### RECORDED INFORMATION
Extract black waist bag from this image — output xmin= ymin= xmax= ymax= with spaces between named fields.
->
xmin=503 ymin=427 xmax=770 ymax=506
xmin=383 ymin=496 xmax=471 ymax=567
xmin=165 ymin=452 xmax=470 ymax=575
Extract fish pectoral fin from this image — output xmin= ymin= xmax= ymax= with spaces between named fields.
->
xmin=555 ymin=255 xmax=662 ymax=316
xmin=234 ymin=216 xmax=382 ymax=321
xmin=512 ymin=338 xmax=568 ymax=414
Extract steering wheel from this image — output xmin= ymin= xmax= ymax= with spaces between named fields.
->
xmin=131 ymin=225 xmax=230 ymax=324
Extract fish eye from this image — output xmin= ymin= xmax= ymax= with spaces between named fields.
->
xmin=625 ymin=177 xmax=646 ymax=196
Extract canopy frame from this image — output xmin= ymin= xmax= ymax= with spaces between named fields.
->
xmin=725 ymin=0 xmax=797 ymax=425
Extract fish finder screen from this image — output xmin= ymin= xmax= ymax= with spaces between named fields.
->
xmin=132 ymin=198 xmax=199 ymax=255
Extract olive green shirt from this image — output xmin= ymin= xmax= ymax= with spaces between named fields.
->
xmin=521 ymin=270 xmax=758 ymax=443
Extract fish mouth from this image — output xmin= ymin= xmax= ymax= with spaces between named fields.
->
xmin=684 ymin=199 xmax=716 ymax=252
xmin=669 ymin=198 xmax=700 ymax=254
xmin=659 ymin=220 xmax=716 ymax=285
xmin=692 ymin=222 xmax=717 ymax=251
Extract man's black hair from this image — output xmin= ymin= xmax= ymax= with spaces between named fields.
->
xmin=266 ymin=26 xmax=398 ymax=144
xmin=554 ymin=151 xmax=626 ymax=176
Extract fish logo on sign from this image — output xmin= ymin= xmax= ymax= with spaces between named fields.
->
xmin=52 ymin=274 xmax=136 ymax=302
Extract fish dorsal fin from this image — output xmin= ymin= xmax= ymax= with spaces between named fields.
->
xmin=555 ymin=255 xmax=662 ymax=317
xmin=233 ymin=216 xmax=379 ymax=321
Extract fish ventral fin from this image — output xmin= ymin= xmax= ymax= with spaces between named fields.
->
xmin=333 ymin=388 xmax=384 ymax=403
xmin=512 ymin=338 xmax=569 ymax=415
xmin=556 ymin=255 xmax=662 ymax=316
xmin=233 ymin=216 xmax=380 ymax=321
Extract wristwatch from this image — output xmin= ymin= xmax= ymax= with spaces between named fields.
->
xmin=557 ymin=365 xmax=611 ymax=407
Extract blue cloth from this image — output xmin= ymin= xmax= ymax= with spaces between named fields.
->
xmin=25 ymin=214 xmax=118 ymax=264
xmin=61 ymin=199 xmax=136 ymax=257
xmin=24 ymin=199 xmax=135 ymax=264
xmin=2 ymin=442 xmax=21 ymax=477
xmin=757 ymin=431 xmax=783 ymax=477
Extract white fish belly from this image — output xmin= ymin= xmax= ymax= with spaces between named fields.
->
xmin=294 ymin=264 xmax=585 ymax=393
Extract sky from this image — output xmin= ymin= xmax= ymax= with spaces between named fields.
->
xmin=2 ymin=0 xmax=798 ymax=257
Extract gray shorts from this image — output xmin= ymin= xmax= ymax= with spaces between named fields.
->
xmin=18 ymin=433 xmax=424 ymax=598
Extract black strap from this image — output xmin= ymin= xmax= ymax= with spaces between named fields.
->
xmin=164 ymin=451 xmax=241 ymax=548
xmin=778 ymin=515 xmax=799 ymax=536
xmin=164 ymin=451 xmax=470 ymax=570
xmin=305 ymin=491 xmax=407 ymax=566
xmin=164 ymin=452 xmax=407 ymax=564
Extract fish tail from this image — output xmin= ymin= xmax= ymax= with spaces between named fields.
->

### YOUR ASSIGNMENT
Return the records given above in their entirety, word for word.

### ANSWER BELOW
Extract black waist bag from this image — output xmin= ymin= xmax= ymax= with spaces between named fields.
->
xmin=503 ymin=427 xmax=770 ymax=506
xmin=383 ymin=496 xmax=471 ymax=567
xmin=165 ymin=452 xmax=470 ymax=575
Extract fish pectoral fin from this image — output xmin= ymin= xmax= ymax= with spaces between named fields.
->
xmin=555 ymin=255 xmax=662 ymax=316
xmin=234 ymin=216 xmax=382 ymax=321
xmin=512 ymin=338 xmax=568 ymax=414
Extract steering wheel from this image — output xmin= ymin= xmax= ymax= with spaces between named fields.
->
xmin=131 ymin=225 xmax=230 ymax=324
Extract fish eye from this image — output xmin= ymin= xmax= ymax= with spaces between named fields.
->
xmin=625 ymin=177 xmax=646 ymax=196
Extract canopy frame from this image — output xmin= ymin= xmax= ymax= with spaces between named fields.
->
xmin=725 ymin=0 xmax=797 ymax=425
Extract fish finder screen from this image — output xmin= ymin= xmax= ymax= with spaces between named fields.
->
xmin=132 ymin=198 xmax=199 ymax=255
Extract olive green shirt from this image — output xmin= ymin= xmax= ymax= with spaces between named fields.
->
xmin=521 ymin=270 xmax=758 ymax=443
Extract fish mouth from this image — output xmin= ymin= xmax= ymax= with spaces between named fields.
->
xmin=684 ymin=199 xmax=716 ymax=252
xmin=669 ymin=198 xmax=700 ymax=254
xmin=659 ymin=220 xmax=716 ymax=285
xmin=692 ymin=222 xmax=717 ymax=251
Extract man's black hair from this image — output xmin= ymin= xmax= ymax= with spaces between named fields.
->
xmin=266 ymin=26 xmax=398 ymax=144
xmin=554 ymin=151 xmax=626 ymax=176
Extract fish logo on sign from this image — output xmin= ymin= xmax= ymax= with spaces between named fields.
->
xmin=52 ymin=274 xmax=136 ymax=302
Extract fish dorsal fin from this image — output xmin= ymin= xmax= ymax= with spaces between named fields.
->
xmin=555 ymin=255 xmax=662 ymax=317
xmin=233 ymin=216 xmax=379 ymax=321
Extract fish ventral fin from this image — output xmin= ymin= xmax= ymax= with spaces between named fields.
->
xmin=333 ymin=388 xmax=384 ymax=403
xmin=512 ymin=338 xmax=569 ymax=415
xmin=556 ymin=255 xmax=662 ymax=316
xmin=233 ymin=216 xmax=380 ymax=321
Extract wristwatch from this image — output xmin= ymin= xmax= ymax= with spaces between named fields.
->
xmin=557 ymin=365 xmax=611 ymax=407
Extract blue cloth from this image — output xmin= ymin= xmax= ymax= with spaces between named fields.
->
xmin=25 ymin=214 xmax=118 ymax=264
xmin=61 ymin=199 xmax=136 ymax=257
xmin=24 ymin=199 xmax=135 ymax=264
xmin=2 ymin=442 xmax=21 ymax=477
xmin=757 ymin=431 xmax=783 ymax=477
Extract white fish belly from this image — output xmin= ymin= xmax= ymax= with spaces between named fields.
->
xmin=294 ymin=264 xmax=585 ymax=393
Extract sky from this image — output xmin= ymin= xmax= ymax= with spaces between named fields.
->
xmin=2 ymin=0 xmax=798 ymax=257
Extract gray shorts from this image — output xmin= ymin= xmax= ymax= with spaces between named fields.
->
xmin=18 ymin=433 xmax=424 ymax=598
Extract black strap from this image — output xmin= ymin= xmax= ymax= with spaces between named fields.
->
xmin=164 ymin=451 xmax=241 ymax=548
xmin=778 ymin=515 xmax=799 ymax=536
xmin=164 ymin=451 xmax=470 ymax=570
xmin=305 ymin=491 xmax=407 ymax=566
xmin=164 ymin=452 xmax=407 ymax=564
Extract fish tail from this image — output xmin= ymin= xmax= ymax= with spaces between named fields.
->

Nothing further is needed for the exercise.